Information shown:
______

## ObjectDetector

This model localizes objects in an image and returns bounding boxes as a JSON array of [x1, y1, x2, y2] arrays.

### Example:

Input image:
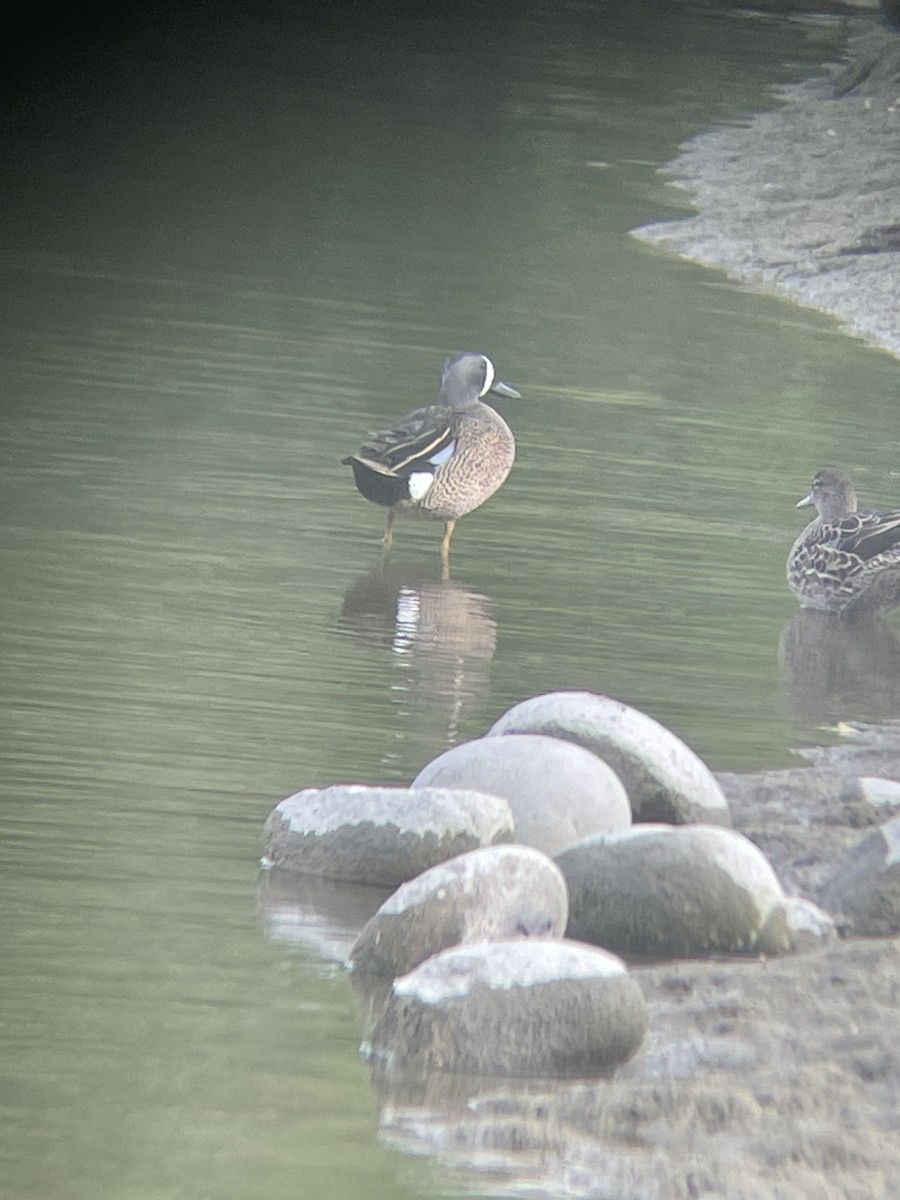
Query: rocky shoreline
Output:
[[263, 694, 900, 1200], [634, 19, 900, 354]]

______

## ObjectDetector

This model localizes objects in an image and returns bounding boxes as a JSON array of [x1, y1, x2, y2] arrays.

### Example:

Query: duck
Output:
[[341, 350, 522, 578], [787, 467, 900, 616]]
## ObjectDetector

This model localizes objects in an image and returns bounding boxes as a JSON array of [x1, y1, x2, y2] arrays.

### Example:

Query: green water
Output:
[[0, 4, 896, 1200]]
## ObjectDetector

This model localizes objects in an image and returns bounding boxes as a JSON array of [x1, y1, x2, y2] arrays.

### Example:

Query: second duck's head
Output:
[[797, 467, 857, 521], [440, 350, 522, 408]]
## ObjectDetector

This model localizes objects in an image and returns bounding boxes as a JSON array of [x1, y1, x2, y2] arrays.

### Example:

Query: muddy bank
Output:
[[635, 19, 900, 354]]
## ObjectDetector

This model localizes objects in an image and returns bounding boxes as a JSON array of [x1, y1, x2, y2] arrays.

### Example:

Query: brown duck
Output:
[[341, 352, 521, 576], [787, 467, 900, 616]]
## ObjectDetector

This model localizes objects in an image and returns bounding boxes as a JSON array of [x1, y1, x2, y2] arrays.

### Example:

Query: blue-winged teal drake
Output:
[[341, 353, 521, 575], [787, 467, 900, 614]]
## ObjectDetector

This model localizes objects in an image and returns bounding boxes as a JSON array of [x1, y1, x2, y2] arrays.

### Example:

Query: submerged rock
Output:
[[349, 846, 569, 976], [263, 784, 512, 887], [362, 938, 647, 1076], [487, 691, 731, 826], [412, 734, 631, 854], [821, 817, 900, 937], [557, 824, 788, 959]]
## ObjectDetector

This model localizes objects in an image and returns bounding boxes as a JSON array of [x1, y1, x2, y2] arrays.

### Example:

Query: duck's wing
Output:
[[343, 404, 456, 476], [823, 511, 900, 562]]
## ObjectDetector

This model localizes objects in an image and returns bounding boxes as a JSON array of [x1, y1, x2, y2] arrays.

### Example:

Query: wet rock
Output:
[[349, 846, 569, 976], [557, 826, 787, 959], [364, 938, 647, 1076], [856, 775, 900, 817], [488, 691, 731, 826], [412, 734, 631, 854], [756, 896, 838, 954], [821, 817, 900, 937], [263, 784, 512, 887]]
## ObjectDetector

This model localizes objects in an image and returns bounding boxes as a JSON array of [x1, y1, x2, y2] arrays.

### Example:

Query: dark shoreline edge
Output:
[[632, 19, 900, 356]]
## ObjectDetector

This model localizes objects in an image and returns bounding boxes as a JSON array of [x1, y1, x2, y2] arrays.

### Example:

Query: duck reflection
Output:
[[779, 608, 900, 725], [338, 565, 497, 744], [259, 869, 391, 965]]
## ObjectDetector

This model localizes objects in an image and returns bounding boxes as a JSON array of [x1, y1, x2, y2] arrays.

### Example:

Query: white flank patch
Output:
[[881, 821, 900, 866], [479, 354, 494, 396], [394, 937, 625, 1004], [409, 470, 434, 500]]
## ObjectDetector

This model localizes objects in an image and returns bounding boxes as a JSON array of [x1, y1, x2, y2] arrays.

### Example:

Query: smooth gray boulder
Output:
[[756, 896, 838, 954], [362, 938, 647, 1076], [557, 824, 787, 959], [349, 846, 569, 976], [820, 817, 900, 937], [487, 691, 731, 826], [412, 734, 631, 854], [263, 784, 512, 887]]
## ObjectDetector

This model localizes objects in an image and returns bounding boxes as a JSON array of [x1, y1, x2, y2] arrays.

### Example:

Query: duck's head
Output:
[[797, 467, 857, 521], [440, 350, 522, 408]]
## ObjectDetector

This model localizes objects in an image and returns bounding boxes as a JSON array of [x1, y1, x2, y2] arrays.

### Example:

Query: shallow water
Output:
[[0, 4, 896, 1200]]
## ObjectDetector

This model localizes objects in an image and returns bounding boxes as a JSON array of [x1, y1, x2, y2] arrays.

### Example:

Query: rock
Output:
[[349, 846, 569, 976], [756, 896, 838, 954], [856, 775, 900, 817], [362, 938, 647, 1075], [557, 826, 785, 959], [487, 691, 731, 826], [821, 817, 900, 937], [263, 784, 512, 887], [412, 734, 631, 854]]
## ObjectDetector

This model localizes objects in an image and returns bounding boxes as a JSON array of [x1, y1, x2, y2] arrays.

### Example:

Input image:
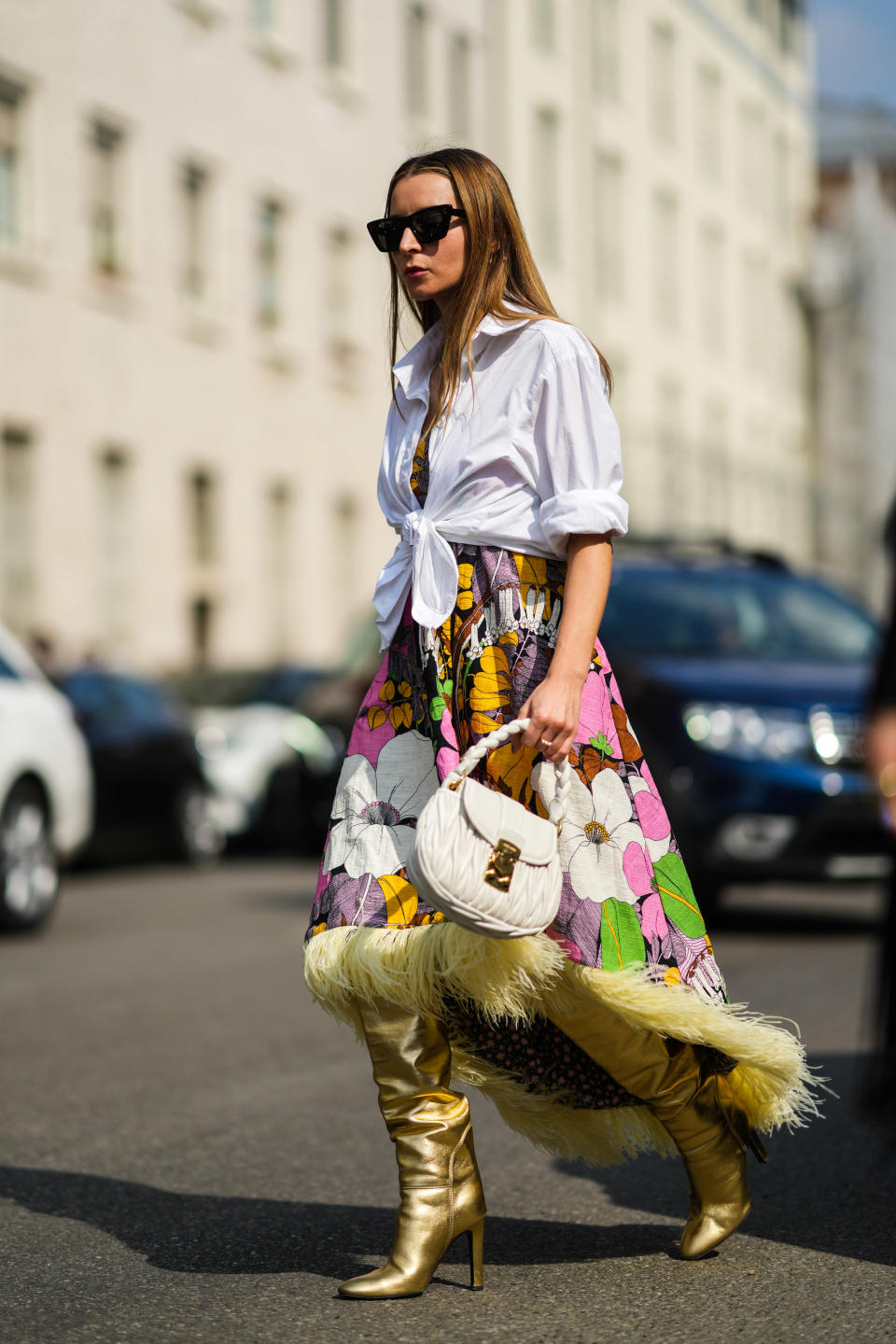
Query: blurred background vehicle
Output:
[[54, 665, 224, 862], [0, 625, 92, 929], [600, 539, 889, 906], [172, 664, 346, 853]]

______

Your objective:
Report every line in the listing that contains the string "head", copying each such line in full. Uppercase and lowercase letters count as different.

Exercise answer:
Query: second duck's head
Query: duck's head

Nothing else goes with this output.